▶ Problem
Rewrite the guanandi text from "It is used in" to "above 23 PZC.", swapping "timber" for "wood".

▶ Document text

It is used in the cosmetic and dermatological industry, the oil being known as tamanu oil, for skin cleaning, and against skin wrinkles, after tattoo skin care. The fruit is composed of 44% of oil, and it can be burnt as bio-fuel. There are dozens of references about calophyllum oil active properties, from pre-Columbian Incas and Aztecs in Latin America, to Asian and Polynesian Islands.

The timber provides very high chatoyance, with an average value above 23 PZC.

==Cultivation==

The substitution of forested trees such as guanandi in place of irregular, illegal cutting of Amazon trees is proven to be very positive to preserve these important biomes;
guanandi, unlike mahogany, occurs in pure stands so to cut and transport a single mahogany in the Amazon requires destroying 30 other trees. This substitution is possible because Europeans, Japanese and Americans conscientious buyers are beginning to understand the importance of conservation of the Amazon Forest so they tend to accept paying more for reforested wood. Other important trees specimens cannot be harvested because they are attacked by Hypsipyla grandella Zeller. This caterpillar destroys the main structure of these trees: South American mahogany (Swietenia macrophylla), Brazilian cedar (Cedrela fissilis), and crabwood (Carapa guianensis)

▶ Dataset excerpts
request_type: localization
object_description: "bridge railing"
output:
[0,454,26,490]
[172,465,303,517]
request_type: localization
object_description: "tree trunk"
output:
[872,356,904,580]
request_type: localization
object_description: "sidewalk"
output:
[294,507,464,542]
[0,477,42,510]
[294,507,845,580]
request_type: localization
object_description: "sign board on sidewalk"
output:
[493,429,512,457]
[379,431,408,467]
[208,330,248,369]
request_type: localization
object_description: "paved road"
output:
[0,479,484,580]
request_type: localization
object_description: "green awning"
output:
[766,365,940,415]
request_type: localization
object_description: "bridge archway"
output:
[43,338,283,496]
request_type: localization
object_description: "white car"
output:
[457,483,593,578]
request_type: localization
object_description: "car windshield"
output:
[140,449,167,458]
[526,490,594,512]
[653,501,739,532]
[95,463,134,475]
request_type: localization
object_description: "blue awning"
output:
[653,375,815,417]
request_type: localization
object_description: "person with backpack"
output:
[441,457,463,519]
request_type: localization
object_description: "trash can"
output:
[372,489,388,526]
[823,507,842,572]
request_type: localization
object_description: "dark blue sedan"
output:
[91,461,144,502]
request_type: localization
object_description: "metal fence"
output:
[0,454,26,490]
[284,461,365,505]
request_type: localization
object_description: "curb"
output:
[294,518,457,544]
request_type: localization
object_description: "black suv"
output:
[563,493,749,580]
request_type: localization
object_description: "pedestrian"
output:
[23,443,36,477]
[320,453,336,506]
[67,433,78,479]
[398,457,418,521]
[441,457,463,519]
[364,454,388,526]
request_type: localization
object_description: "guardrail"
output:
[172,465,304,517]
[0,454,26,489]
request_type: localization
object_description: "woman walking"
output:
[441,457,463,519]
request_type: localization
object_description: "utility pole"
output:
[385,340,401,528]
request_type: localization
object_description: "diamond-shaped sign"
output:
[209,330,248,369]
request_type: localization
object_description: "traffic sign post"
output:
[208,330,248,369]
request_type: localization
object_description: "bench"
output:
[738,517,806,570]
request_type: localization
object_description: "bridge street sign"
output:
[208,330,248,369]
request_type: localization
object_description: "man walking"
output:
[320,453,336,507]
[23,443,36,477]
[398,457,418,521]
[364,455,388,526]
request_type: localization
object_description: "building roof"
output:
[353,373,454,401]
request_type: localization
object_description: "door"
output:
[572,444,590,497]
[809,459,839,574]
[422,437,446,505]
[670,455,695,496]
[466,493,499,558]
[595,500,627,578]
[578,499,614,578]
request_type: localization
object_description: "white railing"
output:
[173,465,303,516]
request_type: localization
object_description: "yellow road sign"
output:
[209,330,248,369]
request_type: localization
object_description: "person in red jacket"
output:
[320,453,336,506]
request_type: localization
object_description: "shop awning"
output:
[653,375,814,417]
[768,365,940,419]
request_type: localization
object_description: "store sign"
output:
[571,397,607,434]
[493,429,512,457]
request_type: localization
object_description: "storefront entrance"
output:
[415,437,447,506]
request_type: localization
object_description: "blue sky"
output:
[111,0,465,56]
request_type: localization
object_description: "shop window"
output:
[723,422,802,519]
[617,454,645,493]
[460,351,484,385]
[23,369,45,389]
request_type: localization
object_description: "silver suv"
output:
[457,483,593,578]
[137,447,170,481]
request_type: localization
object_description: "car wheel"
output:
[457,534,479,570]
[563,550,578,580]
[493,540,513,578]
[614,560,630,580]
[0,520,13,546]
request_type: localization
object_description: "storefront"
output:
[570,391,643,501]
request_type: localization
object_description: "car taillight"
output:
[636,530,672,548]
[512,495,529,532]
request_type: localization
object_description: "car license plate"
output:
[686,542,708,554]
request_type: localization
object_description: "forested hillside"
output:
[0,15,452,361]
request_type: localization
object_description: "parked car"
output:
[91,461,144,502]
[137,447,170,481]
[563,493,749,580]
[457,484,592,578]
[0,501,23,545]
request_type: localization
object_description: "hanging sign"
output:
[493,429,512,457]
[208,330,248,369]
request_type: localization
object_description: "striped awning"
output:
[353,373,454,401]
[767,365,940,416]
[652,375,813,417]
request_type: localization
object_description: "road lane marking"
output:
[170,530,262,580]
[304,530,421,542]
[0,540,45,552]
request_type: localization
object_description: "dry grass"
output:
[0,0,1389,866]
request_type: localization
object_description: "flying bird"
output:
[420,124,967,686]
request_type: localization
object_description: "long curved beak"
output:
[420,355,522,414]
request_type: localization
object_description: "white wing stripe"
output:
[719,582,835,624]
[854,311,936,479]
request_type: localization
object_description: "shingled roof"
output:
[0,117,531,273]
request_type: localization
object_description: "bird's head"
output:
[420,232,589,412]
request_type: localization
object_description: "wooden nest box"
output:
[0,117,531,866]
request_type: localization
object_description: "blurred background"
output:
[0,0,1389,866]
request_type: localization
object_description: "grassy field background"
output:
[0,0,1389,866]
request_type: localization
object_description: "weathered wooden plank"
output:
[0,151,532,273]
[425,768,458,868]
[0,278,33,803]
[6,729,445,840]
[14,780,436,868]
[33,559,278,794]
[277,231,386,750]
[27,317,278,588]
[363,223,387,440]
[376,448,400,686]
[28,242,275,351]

▶ Response to this task
It is used in the cosmetic and dermatological industry, the oil being known as tamanu oil, for skin cleaning, and against skin wrinkles, after tattoo skin care. The fruit is composed of 44% of oil, and it can be burnt as bio-fuel. There are dozens of references about calophyllum oil active properties, from pre-Columbian Incas and Aztecs in Latin America, to Asian and Polynesian Islands.

The wood provides very high chatoyance, with an average value above 23 PZC.